Your goal: Look for the string "slope" in the material below. Copy every line where you find it.

Records shown:

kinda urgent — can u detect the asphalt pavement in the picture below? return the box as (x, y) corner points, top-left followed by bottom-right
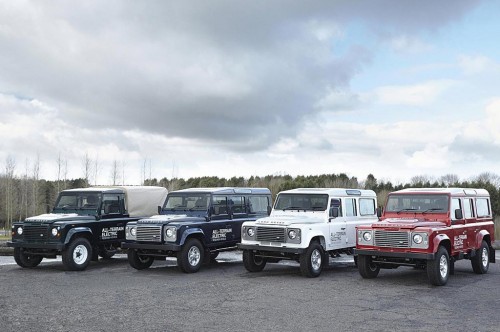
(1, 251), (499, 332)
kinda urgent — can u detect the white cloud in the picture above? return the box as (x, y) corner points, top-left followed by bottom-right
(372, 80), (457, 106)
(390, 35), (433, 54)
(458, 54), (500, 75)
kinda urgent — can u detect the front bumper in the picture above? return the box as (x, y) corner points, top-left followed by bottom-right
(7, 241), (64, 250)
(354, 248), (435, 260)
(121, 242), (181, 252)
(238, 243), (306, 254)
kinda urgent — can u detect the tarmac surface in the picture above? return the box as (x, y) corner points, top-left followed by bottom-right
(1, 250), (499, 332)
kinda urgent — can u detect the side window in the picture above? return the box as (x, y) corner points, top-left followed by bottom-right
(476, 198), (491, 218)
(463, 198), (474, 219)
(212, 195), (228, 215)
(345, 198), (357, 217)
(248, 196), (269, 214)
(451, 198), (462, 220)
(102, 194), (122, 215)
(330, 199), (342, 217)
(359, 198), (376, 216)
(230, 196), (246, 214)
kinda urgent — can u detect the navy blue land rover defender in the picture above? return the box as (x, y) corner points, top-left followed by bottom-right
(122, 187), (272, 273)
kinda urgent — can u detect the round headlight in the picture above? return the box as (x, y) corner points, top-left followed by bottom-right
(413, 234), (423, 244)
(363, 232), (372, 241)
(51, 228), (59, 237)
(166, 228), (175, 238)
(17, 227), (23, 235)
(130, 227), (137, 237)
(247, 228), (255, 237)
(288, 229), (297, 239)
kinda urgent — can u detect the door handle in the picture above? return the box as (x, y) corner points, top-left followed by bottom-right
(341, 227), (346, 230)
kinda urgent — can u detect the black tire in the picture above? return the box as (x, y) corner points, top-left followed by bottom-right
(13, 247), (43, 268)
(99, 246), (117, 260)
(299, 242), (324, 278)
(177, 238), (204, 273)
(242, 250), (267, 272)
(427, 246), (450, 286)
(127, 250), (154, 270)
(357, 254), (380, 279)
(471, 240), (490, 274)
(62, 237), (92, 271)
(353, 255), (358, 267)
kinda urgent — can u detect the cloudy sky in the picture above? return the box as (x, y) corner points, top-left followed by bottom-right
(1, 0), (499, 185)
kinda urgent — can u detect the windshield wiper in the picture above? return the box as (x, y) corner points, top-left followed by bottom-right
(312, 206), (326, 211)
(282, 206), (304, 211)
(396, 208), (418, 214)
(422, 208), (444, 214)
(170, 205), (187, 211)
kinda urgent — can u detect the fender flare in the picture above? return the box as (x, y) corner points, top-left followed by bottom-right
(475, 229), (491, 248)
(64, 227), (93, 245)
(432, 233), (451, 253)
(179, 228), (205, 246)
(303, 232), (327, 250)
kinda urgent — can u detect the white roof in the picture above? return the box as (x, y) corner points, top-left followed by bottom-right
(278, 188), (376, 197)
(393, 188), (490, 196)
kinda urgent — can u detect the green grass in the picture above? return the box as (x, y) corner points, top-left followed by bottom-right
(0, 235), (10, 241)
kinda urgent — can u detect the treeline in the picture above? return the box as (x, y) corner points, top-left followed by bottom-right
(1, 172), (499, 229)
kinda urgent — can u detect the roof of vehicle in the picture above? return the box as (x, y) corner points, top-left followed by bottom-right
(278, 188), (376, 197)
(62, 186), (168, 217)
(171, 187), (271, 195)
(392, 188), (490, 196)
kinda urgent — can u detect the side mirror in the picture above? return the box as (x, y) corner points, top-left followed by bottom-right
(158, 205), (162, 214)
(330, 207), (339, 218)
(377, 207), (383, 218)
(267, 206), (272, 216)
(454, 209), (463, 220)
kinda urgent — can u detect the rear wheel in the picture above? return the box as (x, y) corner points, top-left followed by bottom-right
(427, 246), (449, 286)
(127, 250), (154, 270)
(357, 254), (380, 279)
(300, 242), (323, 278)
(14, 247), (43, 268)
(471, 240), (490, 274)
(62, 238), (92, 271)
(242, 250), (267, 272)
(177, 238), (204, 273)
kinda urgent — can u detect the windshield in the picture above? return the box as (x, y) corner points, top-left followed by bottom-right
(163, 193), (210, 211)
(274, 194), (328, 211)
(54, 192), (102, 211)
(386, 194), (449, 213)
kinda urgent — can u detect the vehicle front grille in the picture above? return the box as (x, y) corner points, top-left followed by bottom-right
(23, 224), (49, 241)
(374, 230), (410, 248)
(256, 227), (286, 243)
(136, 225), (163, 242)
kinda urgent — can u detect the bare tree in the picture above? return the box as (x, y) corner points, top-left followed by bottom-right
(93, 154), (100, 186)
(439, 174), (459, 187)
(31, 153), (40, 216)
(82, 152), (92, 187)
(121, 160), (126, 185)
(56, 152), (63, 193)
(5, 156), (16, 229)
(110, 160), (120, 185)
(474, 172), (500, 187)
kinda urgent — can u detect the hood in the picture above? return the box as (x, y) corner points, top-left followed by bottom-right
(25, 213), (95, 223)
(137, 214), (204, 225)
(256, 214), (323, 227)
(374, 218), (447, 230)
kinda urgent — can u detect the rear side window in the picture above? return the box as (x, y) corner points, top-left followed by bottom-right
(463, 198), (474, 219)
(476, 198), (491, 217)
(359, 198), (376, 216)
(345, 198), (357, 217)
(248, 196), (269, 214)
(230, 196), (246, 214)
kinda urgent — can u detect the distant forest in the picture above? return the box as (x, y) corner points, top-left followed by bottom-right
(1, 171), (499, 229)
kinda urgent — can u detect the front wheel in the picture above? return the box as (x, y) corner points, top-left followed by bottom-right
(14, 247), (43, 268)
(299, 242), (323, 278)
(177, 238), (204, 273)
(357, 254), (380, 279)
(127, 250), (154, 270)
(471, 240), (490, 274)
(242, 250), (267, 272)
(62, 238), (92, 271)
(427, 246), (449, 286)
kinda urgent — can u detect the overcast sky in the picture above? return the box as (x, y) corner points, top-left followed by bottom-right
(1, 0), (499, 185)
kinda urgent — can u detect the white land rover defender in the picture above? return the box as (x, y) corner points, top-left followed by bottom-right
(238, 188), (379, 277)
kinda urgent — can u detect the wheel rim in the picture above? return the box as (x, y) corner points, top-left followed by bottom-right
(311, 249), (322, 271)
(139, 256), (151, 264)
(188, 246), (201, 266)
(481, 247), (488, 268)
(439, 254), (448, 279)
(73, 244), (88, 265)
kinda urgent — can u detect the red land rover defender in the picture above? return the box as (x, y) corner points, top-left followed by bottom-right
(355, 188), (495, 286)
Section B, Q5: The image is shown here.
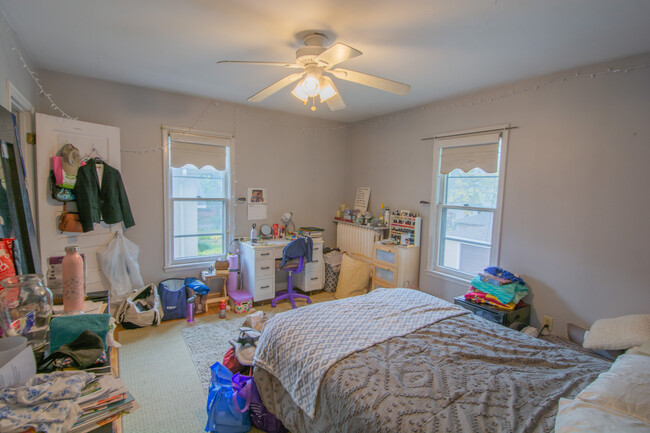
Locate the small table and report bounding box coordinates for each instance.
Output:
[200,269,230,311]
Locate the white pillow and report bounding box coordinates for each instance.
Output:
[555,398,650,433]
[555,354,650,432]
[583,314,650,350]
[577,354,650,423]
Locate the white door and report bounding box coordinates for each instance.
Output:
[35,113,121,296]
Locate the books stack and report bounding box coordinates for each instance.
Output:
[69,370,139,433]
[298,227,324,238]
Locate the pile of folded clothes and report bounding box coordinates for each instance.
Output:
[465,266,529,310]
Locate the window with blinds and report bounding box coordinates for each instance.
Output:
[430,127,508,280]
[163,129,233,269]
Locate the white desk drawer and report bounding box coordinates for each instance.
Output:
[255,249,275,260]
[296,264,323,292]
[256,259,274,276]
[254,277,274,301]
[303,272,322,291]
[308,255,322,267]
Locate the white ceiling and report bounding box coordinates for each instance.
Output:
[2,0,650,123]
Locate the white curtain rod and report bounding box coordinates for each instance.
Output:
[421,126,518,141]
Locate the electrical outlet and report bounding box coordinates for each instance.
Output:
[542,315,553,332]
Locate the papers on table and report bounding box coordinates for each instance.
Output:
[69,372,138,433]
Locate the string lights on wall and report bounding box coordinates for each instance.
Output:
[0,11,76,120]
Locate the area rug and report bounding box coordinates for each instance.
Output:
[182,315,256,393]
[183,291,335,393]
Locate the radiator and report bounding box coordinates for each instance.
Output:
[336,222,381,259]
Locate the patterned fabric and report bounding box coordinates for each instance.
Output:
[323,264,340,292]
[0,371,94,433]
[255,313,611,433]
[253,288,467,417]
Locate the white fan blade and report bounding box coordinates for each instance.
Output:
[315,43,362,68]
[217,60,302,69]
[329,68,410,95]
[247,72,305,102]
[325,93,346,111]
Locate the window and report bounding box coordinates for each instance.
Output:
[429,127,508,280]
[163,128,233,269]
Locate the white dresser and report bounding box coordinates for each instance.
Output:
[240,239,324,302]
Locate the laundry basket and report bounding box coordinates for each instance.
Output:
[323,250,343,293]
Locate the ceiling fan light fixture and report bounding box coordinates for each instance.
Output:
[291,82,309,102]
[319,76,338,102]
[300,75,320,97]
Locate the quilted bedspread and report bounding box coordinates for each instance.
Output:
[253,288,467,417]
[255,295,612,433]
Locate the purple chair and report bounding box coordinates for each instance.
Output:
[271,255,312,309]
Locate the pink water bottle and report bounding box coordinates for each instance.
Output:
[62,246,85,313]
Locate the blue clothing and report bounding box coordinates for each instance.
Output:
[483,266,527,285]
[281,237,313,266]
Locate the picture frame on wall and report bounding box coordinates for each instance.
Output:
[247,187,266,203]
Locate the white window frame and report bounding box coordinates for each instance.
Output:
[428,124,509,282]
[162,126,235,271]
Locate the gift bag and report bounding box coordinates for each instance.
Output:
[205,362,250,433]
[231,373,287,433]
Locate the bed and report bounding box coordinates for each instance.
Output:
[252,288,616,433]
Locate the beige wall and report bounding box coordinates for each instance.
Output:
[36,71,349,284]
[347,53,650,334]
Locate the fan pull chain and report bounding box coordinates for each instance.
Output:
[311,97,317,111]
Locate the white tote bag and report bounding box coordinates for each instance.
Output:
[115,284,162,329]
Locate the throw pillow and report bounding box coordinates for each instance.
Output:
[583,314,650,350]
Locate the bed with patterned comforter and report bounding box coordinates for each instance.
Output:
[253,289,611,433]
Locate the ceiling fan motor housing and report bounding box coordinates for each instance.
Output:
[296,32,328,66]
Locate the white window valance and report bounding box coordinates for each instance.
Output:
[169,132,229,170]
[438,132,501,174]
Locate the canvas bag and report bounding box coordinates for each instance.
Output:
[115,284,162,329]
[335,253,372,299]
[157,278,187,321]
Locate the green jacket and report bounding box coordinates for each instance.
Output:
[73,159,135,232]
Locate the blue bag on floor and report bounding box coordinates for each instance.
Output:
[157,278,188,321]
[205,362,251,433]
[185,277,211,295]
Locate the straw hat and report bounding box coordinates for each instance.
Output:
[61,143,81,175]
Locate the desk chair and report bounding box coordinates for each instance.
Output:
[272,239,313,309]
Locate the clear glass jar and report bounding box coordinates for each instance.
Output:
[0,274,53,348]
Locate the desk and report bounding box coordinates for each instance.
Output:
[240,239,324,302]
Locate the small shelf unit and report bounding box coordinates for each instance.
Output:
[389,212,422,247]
---
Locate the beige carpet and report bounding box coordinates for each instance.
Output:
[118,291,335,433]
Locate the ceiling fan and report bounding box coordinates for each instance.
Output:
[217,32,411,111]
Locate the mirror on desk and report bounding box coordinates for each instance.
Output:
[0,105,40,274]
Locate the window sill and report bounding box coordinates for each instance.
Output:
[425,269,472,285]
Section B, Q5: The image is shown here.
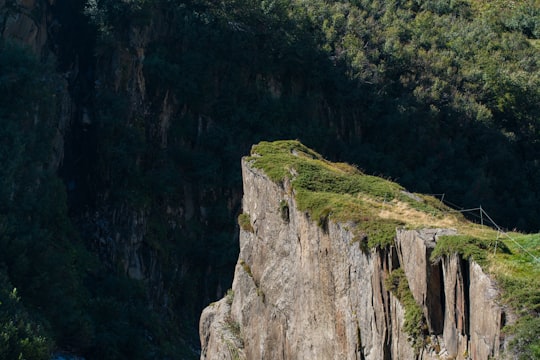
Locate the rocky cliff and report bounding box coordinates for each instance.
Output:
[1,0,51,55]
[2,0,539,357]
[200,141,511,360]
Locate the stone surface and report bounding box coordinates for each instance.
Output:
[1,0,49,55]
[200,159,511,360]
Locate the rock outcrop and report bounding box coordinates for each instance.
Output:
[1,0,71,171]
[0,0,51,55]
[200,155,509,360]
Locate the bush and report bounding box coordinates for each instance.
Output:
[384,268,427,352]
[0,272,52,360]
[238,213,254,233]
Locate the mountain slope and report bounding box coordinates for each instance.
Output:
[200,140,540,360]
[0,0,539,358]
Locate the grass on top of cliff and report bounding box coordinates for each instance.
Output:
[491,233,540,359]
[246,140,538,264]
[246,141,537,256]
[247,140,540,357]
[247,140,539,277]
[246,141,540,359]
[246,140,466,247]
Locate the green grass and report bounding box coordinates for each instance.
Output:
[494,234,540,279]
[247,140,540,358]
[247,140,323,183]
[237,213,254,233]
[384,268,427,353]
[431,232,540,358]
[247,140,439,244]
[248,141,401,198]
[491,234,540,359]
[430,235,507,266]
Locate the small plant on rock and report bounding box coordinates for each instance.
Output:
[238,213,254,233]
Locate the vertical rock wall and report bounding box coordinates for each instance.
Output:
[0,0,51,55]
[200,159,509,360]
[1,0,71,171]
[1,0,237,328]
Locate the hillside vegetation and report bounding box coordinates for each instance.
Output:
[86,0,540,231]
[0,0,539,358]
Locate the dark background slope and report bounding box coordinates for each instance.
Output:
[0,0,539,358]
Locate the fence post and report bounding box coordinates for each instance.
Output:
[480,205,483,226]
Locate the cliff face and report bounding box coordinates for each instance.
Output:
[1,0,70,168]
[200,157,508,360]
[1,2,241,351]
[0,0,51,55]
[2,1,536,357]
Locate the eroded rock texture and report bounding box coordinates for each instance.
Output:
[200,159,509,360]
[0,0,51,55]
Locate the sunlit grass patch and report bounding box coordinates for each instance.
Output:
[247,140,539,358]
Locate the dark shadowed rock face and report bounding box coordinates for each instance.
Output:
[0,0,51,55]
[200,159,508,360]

Result for this exercise:
Locate the mountain slope and report bounding box coordinates for each instance.
Locate the dark background slope and report bounding box coordinates for each instance.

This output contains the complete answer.